[Records from a point labeling set]

== == ==

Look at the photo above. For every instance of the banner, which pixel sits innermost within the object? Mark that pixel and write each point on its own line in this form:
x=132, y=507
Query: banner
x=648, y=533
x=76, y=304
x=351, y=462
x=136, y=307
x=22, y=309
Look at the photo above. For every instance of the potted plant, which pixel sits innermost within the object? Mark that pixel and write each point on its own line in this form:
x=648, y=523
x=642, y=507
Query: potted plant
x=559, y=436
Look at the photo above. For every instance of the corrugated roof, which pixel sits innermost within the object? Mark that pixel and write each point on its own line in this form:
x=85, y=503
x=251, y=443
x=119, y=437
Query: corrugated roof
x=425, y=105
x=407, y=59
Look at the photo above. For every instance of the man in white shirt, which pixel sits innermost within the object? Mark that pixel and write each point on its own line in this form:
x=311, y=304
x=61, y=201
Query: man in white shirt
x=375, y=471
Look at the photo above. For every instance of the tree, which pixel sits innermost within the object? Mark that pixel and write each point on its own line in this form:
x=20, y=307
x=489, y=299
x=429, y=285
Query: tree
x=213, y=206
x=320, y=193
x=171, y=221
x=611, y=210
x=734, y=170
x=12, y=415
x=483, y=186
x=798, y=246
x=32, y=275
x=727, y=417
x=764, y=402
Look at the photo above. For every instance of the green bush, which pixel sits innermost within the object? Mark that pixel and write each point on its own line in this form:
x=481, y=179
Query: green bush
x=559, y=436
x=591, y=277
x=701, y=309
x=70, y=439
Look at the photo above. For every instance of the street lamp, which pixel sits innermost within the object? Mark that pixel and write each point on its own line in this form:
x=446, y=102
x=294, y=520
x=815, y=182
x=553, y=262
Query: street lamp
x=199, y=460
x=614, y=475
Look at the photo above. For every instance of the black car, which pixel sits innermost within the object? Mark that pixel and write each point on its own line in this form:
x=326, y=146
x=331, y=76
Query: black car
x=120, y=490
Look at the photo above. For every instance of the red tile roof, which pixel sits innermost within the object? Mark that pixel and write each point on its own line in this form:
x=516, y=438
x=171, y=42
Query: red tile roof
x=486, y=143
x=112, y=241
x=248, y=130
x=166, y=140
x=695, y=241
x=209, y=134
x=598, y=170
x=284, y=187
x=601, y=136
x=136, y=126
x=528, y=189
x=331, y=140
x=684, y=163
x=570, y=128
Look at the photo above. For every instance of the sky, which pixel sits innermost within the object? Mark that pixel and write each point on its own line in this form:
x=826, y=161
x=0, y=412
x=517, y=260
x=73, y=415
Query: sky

== == ==

* _SET TASK_
Can you copy all of the lines above, word for word and without any changes?

* _RESPONSE BELOW_
Look at the photo above. For every instance of the banner, which pixel sits innermost within the object? Mark that pixel and write each point on its own line in this form:
x=132, y=507
Query: banner
x=648, y=533
x=76, y=304
x=351, y=462
x=136, y=307
x=22, y=309
Look at the photo above. For every instance of the potted plant, which pixel sits innermost within the object? Mark that pixel and write each point on its own line in this form:
x=648, y=523
x=642, y=507
Query: potted plant
x=559, y=436
Look at the photo above. For every instance of the corrugated roof, which pixel sits innermost within the object? Mark that pixel and write each point on its own line in this form:
x=85, y=503
x=251, y=443
x=119, y=437
Query: corrugated roof
x=425, y=105
x=407, y=59
Look at the photo above. For every instance of the man in white shirt, which pixel sits innermost within the object? Mark that pixel and write each point on its own line in this form:
x=311, y=304
x=61, y=201
Query: man in white shirt
x=375, y=471
Look at the photo above. For every instance of the tree, which pixel sits innermost within the object? Mark that pixel and write each point on its own line in this form:
x=20, y=307
x=489, y=299
x=429, y=285
Query: tree
x=213, y=206
x=320, y=193
x=171, y=221
x=611, y=210
x=734, y=170
x=12, y=415
x=483, y=186
x=798, y=246
x=32, y=275
x=727, y=417
x=764, y=402
Look at the photo above. For every instance of the green bush, which pixel sits innermost within the object? Mark that pixel and write each point on its own line in this form:
x=481, y=179
Query: green bush
x=559, y=436
x=591, y=277
x=701, y=309
x=70, y=439
Look at the photo above. For every instance of the street lamp, which pixel sits innermost within the object? Mark that pixel and write each point on its own line in this form:
x=446, y=102
x=294, y=520
x=815, y=182
x=553, y=262
Query: street lamp
x=199, y=460
x=614, y=475
Look at the photo above. For every instance of the black car, which pixel sits innermost within the object? Mark that pixel and write each point on its own line in this form:
x=326, y=146
x=331, y=76
Query: black car
x=120, y=490
Look at the photo above. For every instance of the red tile roof, which pixel sits innermost within the object? Mark that pixel and write each point on its own line in this form:
x=516, y=438
x=171, y=42
Query: red tile roof
x=486, y=143
x=112, y=241
x=248, y=130
x=166, y=140
x=695, y=241
x=209, y=134
x=598, y=170
x=284, y=187
x=601, y=136
x=136, y=126
x=528, y=189
x=331, y=140
x=684, y=163
x=570, y=128
Look at the photo above. For every instance of the sky, which pixel sits innermost within the object? Mark that pixel and write each point on its own line in this form:
x=826, y=161
x=0, y=412
x=517, y=260
x=73, y=415
Query: sky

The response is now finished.